*Fragmento de origen:*
Opinión del experto nacional

Opinión del experto nacional

Por Guillermo Fajardo*

Ignoro cuántos fines de semana les salvé a mis compañeros. Me gusta pensar que mi carrera de escritor empezó firmando como si fuera otro, personificando, de cierta forma, una autoridad superior. No sé por qué no lucré con ese engaño, que habrá durado solamente unas cuantas semanas. ¿Sería una forma honesta de la mentira o una de las máximas no escritas de la amistad?

La historia viene a cuento porque así concibo la narrativa de uno de los escritores-mito que goza de una popularidad cada vez mayor: Roberto Bolaño. Rúbricas, garabatos, trazos: en eso consiste su narrativa, en escribir como si fuera otro, como si sus historias estuviesen, como se ha insistido, inacabadas, pero no incompletas. Habrá múltiples adjetivos para describir su escritura, como los que utiliza Oswaldo Zavala en su libro La modernidad insufrible: “proyecto herético”, “descentramiento” u “horizontalidad”. La abundancia de crítica sobre su obra, pero, sobre todo, las posibilidades escriturales que nos deja a los escritores jóvenes son invaluables, acaso porque es la forma y el fondo del fragmento extenso como poética la que permite explorar innumerables universos narrativos: el exilio como condición vital, el abandono, los errantes, la conversación trivial, el mal, la escritura como experiencia. Sacerdote itinerante de Borges, Roberto Bolaño se tomó en serio la relectura del argentino hasta el grado de la efervescencia, la originalidad, la literatura como mundo.

*Registros proporcionados:*

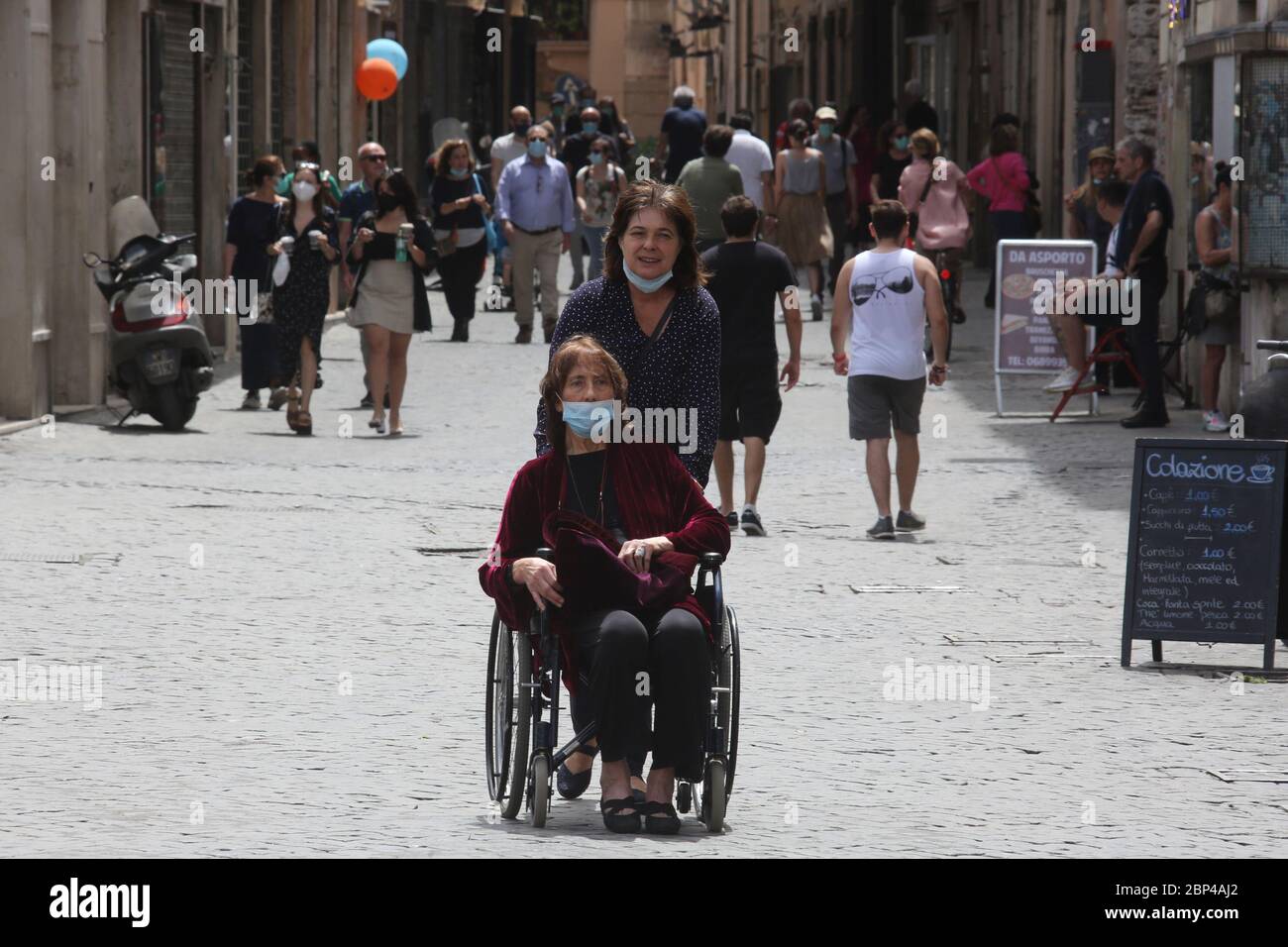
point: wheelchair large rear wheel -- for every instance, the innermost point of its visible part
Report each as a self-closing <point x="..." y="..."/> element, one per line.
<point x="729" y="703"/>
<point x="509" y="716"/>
--
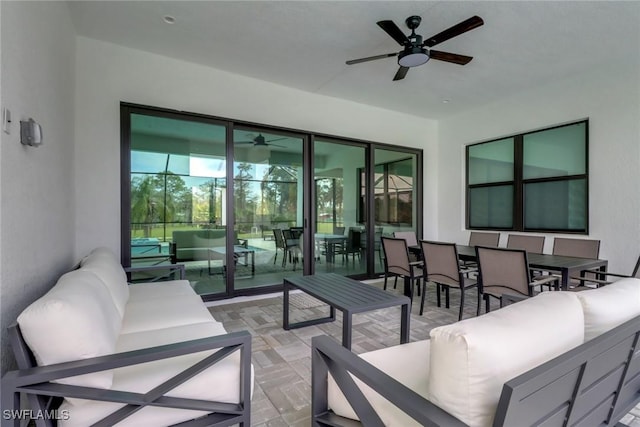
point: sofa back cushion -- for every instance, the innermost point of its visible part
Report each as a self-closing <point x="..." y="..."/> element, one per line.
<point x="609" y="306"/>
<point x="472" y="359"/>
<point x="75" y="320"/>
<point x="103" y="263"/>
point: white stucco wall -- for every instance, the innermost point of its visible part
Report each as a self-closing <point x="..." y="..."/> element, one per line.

*Instrucción:*
Indica si cada afirmación concuerda con el fragmento sobre Roberto Bolaño, respondiendo sí o no y citando literalmente las palabras del fragmento que lo deciden. (a) El autor afirma que su engaño duró varios años. (b) Oswaldo Zavala emplea el término "horizontalidad" para describir la escritura de Bolaño. (c) El fragmento dice que las historias de Bolaño están incompletas.

*Respuesta completa:*
(a) No: «que habrá durado solamente unas cuantas semanas».
(b) Sí: «como los que utiliza Oswaldo Zavala en su libro La modernidad insufrible: “proyecto herético”, “descentramiento” u “horizontalidad”».
(c) No: «inacabadas, pero no incompletas».